#### [The task]
Return each line of the material verbatim.

#### [Material for the task]
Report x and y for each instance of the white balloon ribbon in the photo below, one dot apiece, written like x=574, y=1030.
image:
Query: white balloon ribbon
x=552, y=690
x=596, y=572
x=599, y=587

#### [Response below]
Report x and y for each instance of the white balloon ribbon in the photo below, one dot apiece, written like x=574, y=1030.
image:
Query: white balloon ribbon
x=552, y=690
x=596, y=572
x=599, y=587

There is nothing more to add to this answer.